RECORD SET:
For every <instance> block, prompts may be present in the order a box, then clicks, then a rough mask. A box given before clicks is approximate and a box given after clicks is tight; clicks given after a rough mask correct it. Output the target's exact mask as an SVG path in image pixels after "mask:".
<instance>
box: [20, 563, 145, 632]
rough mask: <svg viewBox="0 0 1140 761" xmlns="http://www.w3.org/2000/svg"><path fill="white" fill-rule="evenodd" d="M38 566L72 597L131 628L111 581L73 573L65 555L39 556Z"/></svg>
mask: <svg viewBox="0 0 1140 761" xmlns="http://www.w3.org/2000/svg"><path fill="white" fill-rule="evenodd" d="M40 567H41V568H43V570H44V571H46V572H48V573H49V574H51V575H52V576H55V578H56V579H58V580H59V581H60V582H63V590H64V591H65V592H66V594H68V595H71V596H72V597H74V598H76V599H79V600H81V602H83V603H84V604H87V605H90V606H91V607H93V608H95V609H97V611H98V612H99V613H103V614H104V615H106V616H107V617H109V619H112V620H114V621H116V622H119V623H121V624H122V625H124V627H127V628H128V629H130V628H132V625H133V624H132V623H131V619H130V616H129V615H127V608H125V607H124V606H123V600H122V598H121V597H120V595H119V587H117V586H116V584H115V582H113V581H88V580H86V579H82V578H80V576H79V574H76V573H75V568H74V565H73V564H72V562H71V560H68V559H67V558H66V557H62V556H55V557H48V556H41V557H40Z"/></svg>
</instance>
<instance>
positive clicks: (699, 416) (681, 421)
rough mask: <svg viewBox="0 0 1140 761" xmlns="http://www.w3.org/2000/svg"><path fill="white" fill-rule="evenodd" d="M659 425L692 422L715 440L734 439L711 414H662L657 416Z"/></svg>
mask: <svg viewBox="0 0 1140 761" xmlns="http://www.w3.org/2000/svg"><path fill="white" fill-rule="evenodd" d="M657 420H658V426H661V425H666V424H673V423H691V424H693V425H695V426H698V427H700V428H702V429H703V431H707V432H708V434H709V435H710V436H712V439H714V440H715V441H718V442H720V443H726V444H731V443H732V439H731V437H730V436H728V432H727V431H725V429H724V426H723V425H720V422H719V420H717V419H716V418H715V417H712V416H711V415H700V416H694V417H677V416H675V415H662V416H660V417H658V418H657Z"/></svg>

EXERCISE OBJECTIVE: Render each line of the records above as a JSON list of strings, one string per line, with blank lines omitted.

EXERCISE OUTPUT:
[
  "For every <instance> block, prompts may be present in the order a box, then clicks, then a rough mask. A box given before clicks is approximate and a box given after clicks is tight; clicks given after a rough mask correct it. Output the target's exact mask as an SVG path in image pixels after \"mask:\".",
  "<instance>",
  "box: [20, 563, 145, 632]",
  "rough mask: <svg viewBox=\"0 0 1140 761\" xmlns=\"http://www.w3.org/2000/svg\"><path fill=\"white\" fill-rule=\"evenodd\" d=\"M38 566L72 597L131 628L111 581L73 573L65 555L39 556Z\"/></svg>",
  "mask: <svg viewBox=\"0 0 1140 761\" xmlns=\"http://www.w3.org/2000/svg\"><path fill=\"white\" fill-rule=\"evenodd\" d=\"M40 567H41V568H43V570H44V571H46V572H48V573H49V574H51V575H52V576H55V578H56V579H58V580H59V581H60V582H63V590H64V591H65V592H66V594H68V595H71V596H72V597H74V598H76V599H79V600H81V602H83V603H84V604H87V605H90V606H91V607H93V608H95V609H97V611H98V612H99V613H103V614H104V615H106V616H107V617H109V619H112V620H114V621H116V622H119V623H121V624H122V625H124V627H127V628H128V629H130V628H132V625H133V624H132V623H131V619H130V616H129V615H127V608H125V607H124V606H123V600H122V598H121V597H120V595H119V587H117V586H116V584H115V582H113V581H88V580H86V579H82V578H80V576H79V574H76V573H75V568H74V565H73V564H72V562H71V560H68V559H67V558H66V557H62V556H55V557H48V556H41V557H40Z\"/></svg>",
  "</instance>",
  "<instance>",
  "positive clicks: (699, 416) (681, 421)",
  "rough mask: <svg viewBox=\"0 0 1140 761\" xmlns=\"http://www.w3.org/2000/svg\"><path fill=\"white\" fill-rule=\"evenodd\" d=\"M659 425L692 422L715 440L734 439L711 414H662L657 416Z\"/></svg>",
  "mask: <svg viewBox=\"0 0 1140 761\" xmlns=\"http://www.w3.org/2000/svg\"><path fill=\"white\" fill-rule=\"evenodd\" d=\"M657 420H658V426H661V425H666V424H673V423H691V424H693V425H695V426H698V427H700V428H702V429H703V431H707V432H708V434H709V435H710V436H712V439H714V440H715V441H718V442H720V443H726V444H731V443H732V439H731V437H730V436H728V432H727V431H725V429H724V426H723V425H720V422H719V420H717V419H716V418H715V417H712V416H711V415H700V416H694V417H677V416H675V415H662V416H660V417H658V418H657Z\"/></svg>"
]